[Exercise text]

------

1

I have Django Channels (with Redis) served by Daphne, running behind Nginx ingress controller, proxying behind a LB, all setup in Kubernetes. The Websocket is upgraded and everything runs fine... for a few minutes. After between 5-15min (varies), my daphne logs (set in -v 2 to debug) show:

WARNING dropping connection to peer tcp4:10.2.0.163:43320 with abort=True: WebSocket ping timeout (peer did not respond with pong in time)

10.2.0.163 is the cluster IP address of my Nginx pod. Immediately after, Nginx logs the following:

[error] 39#39: *18644 recv() failed (104: Connection reset by peer) while proxying upgraded connection [... + client real IP]

After this, the websocket connection is getting wierd: the client can still send messages to the backend, but the same websocket connection in Django channels does not receive group messages anymore, as if the channel had unsubscribed from the group. I know my code works since everything runs smoothly until the error gets logged but I'm guessing there is a configuration error somewhere that causes the problem. I'm sadly all out of ideas. Here is my nginx ingress:

apiVersion: networking.k8s.io/v1
kind: Ingress
metadata:
  annotations:
    kubernetes.io/ingress.class: "nginx"

------

[Given information]
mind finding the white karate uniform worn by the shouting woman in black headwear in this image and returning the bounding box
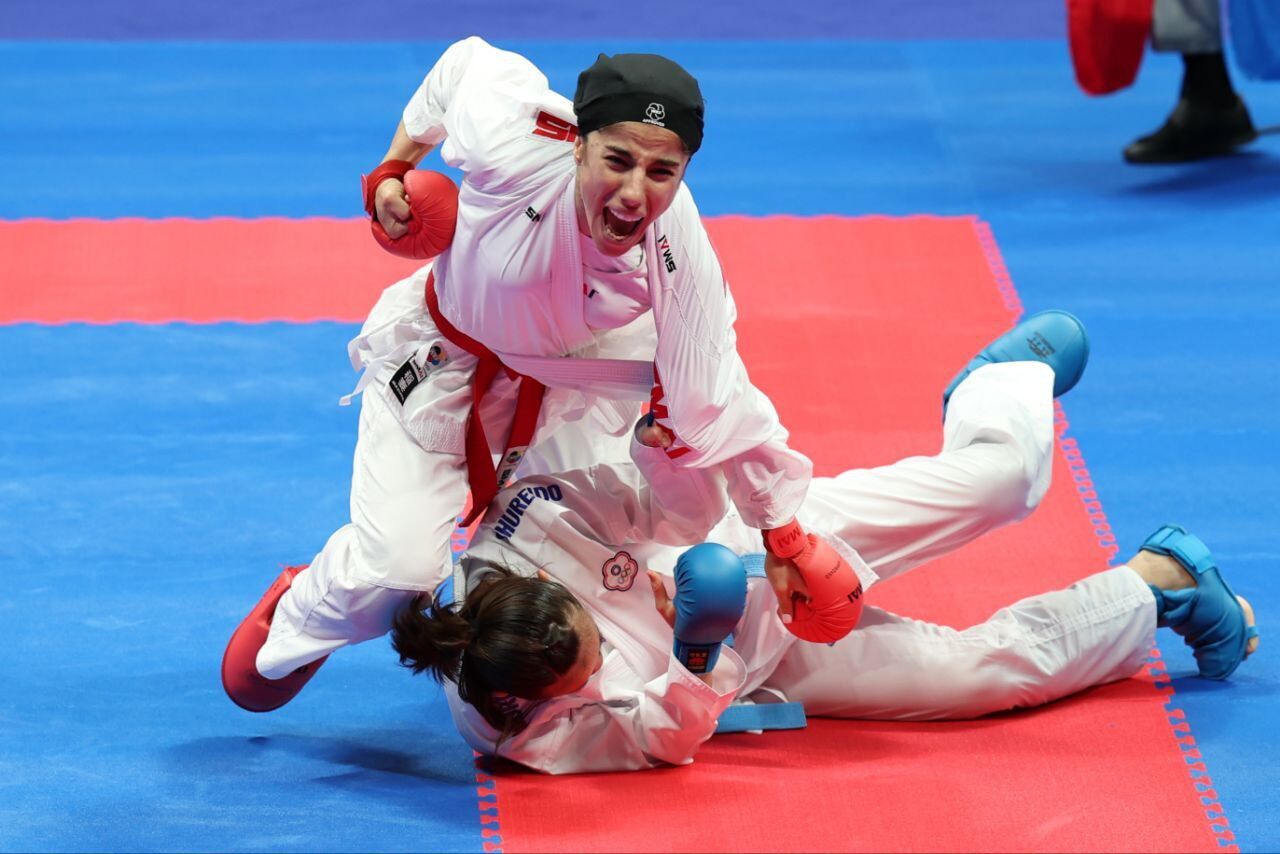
[257,38,812,679]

------

[What is expected] In the Django Channels troubleshooting post above, what does the address 10.2.0.163 belong to?

[Result] It is the cluster IP address of the Nginx pod.